Render every line of the records below as a Markdown table with two columns, Row and Line, giving each line's row number under Row and its text under Line, and leave out any blank lines.

= = =

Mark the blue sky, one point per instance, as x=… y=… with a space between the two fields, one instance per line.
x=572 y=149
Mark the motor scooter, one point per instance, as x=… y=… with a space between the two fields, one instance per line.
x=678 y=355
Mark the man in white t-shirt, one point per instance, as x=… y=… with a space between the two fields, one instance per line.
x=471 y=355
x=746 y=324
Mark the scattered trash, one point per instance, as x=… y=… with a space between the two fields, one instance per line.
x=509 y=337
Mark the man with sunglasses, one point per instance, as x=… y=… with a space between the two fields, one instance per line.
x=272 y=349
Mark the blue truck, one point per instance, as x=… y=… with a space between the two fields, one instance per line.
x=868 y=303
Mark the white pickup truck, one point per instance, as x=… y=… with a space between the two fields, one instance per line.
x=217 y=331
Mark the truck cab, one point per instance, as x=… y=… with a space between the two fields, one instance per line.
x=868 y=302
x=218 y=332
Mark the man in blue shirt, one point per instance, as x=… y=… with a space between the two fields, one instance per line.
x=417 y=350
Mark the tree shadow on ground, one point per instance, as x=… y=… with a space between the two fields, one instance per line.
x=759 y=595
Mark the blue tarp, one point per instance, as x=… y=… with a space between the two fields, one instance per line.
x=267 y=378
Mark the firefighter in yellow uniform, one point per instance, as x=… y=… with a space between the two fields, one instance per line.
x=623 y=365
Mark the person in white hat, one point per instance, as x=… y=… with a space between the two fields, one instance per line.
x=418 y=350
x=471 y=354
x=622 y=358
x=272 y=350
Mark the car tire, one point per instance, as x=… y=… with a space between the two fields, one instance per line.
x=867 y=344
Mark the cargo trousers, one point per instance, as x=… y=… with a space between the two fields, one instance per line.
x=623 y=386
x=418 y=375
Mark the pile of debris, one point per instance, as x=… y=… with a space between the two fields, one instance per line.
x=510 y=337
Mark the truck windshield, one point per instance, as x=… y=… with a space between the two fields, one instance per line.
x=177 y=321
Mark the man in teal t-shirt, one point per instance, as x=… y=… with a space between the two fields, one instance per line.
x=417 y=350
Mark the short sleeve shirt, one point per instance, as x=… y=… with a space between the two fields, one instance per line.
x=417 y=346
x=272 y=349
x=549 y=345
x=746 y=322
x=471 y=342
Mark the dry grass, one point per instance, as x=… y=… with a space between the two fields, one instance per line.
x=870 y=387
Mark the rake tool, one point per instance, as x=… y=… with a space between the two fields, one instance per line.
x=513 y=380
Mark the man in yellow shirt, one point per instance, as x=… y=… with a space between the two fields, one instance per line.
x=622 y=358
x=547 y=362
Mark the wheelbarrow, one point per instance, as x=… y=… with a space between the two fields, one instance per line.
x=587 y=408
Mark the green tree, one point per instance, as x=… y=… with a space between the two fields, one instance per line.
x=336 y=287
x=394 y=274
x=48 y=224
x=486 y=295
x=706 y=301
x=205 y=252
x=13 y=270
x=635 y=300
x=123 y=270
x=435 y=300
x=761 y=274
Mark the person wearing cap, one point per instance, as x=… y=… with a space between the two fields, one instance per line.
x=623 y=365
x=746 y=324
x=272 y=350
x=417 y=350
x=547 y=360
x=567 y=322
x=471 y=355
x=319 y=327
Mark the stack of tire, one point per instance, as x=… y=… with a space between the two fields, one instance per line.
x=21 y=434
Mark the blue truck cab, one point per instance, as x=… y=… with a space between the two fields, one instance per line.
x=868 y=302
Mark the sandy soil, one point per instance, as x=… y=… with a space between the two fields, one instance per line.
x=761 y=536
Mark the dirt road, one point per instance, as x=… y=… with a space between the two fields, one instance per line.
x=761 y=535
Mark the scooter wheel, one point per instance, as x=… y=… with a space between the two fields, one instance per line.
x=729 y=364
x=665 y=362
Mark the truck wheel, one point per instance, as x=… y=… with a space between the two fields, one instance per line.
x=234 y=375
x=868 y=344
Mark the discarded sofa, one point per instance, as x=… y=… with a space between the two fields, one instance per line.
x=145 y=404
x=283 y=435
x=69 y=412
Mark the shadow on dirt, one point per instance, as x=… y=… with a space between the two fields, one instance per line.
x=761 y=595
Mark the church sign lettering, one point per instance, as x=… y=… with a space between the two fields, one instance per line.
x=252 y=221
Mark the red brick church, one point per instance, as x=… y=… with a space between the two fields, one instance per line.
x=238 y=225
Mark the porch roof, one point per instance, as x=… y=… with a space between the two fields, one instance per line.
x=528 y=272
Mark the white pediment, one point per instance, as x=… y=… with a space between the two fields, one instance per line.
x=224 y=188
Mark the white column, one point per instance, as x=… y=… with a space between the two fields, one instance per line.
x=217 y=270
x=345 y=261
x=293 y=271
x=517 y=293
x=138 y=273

= = =

### EXERCISE RESPONSE
| Row | Line |
|---|---|
| 1 | Mark the blue sky, one point per instance, as x=… y=… with a space between the two fields, one instance per line. |
| 2 | x=572 y=149 |
| 3 | Mark the motor scooter, one point per instance, as x=… y=… with a space between the two fields, one instance per line. |
| 4 | x=678 y=355 |
| 5 | Mark the man in white t-shirt, one point per instance, as x=… y=… with a space between the two fields, one instance per line. |
| 6 | x=471 y=355 |
| 7 | x=746 y=324 |
| 8 | Mark the scattered trash, one point per instance, as x=… y=… with a space between the two fields, one instance per line. |
| 9 | x=509 y=337 |
| 10 | Mark the man with sunglasses, one point per instance, as x=… y=… with a space between the two fields, one instance per line. |
| 11 | x=272 y=349 |
| 12 | Mark the blue truck, one point per instance, as x=… y=… with a space between the two fields, one instance per line. |
| 13 | x=868 y=303 |
| 14 | Mark the white pickup truck, one point per instance, as x=… y=… with a space between the two fields, one instance per line. |
| 15 | x=217 y=331 |
| 16 | Mark the truck cab, one point per instance, as x=… y=… with a space between the two fields, one instance per line. |
| 17 | x=868 y=302 |
| 18 | x=218 y=332 |
| 19 | Mark the man in blue shirt, one point per instance, as x=… y=… with a space between the two fields, one instance per line. |
| 20 | x=417 y=350 |
| 21 | Mark the tree shadow on ground, one point per instance, as x=… y=… with a space between the two fields, one instance per line. |
| 22 | x=759 y=595 |
| 23 | Mark the blue tarp, one point per instance, as x=… y=… with a space between the two fields, one instance per line. |
| 24 | x=267 y=378 |
| 25 | Mark the firefighter in yellow uniform, one point per instance, as x=… y=… with a space between the two fields, one instance per line. |
| 26 | x=623 y=365 |
| 27 | Mark the person in white hat, one point per instance, as x=… y=… with a space between the two fields, one instance per line. |
| 28 | x=418 y=350 |
| 29 | x=471 y=354 |
| 30 | x=622 y=358 |
| 31 | x=272 y=350 |
| 32 | Mark the car tire, one point per instance, as x=… y=… with a space between the two fields, one instance per line. |
| 33 | x=867 y=344 |
| 34 | Mark the cargo trousers, one point per instance, as x=… y=… with a space between the two fields, one instance per line. |
| 35 | x=623 y=386 |
| 36 | x=418 y=375 |
| 37 | Mark the pile of debris, one point per instance, as x=… y=… with a space between the two fields, one instance per line. |
| 38 | x=510 y=337 |
| 39 | Mark the truck windshield, one point per instance, as x=… y=… with a space between the two fields, one instance per line. |
| 40 | x=177 y=321 |
| 41 | Mark the man in teal t-shirt, one point per instance, as x=… y=… with a space between the two fields, one instance per line. |
| 42 | x=417 y=350 |
| 43 | Mark the short sleeve shirt, one point per instance, as x=… y=… with a space between the two fields, one instance per line. |
| 44 | x=417 y=346 |
| 45 | x=272 y=349 |
| 46 | x=549 y=345 |
| 47 | x=746 y=322 |
| 48 | x=471 y=342 |
| 49 | Mark the dry grass, one point per instance, as x=… y=… with a space between the two fields, one instance per line. |
| 50 | x=870 y=387 |
| 51 | Mark the rake tool, one point per instance, as x=… y=… with a space between the two fields, one instance per line. |
| 52 | x=513 y=380 |
| 53 | Mark the man in yellow shirt, one point per instance, as x=… y=… with a space between the two fields, one instance per line. |
| 54 | x=622 y=358 |
| 55 | x=547 y=362 |
| 56 | Mark the wheelbarrow, one point per instance, as x=… y=… with a space between the two fields, one instance per line. |
| 57 | x=587 y=408 |
| 58 | Mark the green tree, one point per instance, as x=… y=… with a space between the two fields, one instance per line. |
| 59 | x=336 y=287 |
| 60 | x=394 y=274 |
| 61 | x=48 y=224 |
| 62 | x=486 y=295 |
| 63 | x=706 y=301 |
| 64 | x=205 y=252 |
| 65 | x=13 y=270 |
| 66 | x=635 y=300 |
| 67 | x=123 y=270 |
| 68 | x=435 y=300 |
| 69 | x=761 y=274 |
| 70 | Mark the person wearing cap, one point per instance, as x=… y=… with a space between the two fields, one instance per line. |
| 71 | x=623 y=365 |
| 72 | x=746 y=324 |
| 73 | x=272 y=350 |
| 74 | x=417 y=350 |
| 75 | x=547 y=360 |
| 76 | x=567 y=322 |
| 77 | x=471 y=355 |
| 78 | x=319 y=327 |
| 79 | Mark the stack of tire, one point per instance, as x=… y=… with a space between the two fields, one instance per line. |
| 80 | x=21 y=434 |
| 81 | Mark the blue truck cab, one point per instance, as x=… y=… with a space between the two fields, one instance per line. |
| 82 | x=868 y=302 |
| 83 | Mark the sandy soil, one point per instance, as x=… y=… with a space between the two fields, one instance per line. |
| 84 | x=761 y=536 |
| 85 | Mark the dirt road, one point per instance, as x=… y=… with a space between the two fields, one instance per line. |
| 86 | x=761 y=535 |
| 87 | Mark the scooter wheel, one point per instance, as x=… y=… with a space between the two fields, one instance per line. |
| 88 | x=729 y=364 |
| 89 | x=665 y=362 |
| 90 | Mark the truck wheel, one point per instance, as x=… y=… with a space between the two fields, one instance per line. |
| 91 | x=234 y=375 |
| 92 | x=868 y=344 |
| 93 | Mark the discarded sofa, one point per instance, as x=… y=… with a space between the two fields, one instance per line. |
| 94 | x=145 y=404 |
| 95 | x=283 y=435 |
| 96 | x=69 y=412 |
| 97 | Mark the shadow on dirt, one point per instance, as x=… y=… with a space between the two fields, one instance per line. |
| 98 | x=761 y=595 |
| 99 | Mark the church sign lettering, one point per instance, as x=… y=… with a space between the two fields, one instance per line. |
| 100 | x=252 y=221 |
| 101 | Mark the red brick church, one point per instance, as x=… y=… with a space between the two fields, one instance per line. |
| 102 | x=238 y=225 |
| 103 | Mark the porch roof, one point per instance, as x=… y=… with a space between the two fields, one instance per line. |
| 104 | x=528 y=272 |
| 105 | Mark the white pediment, one point per instance, as x=… y=… with a space between the two fields, one instance per line. |
| 106 | x=224 y=188 |
| 107 | Mark the white column, one point per instance, as x=… y=… with a space between the two fields, one instance per line. |
| 108 | x=217 y=270 |
| 109 | x=345 y=261 |
| 110 | x=293 y=271 |
| 111 | x=517 y=293 |
| 112 | x=138 y=273 |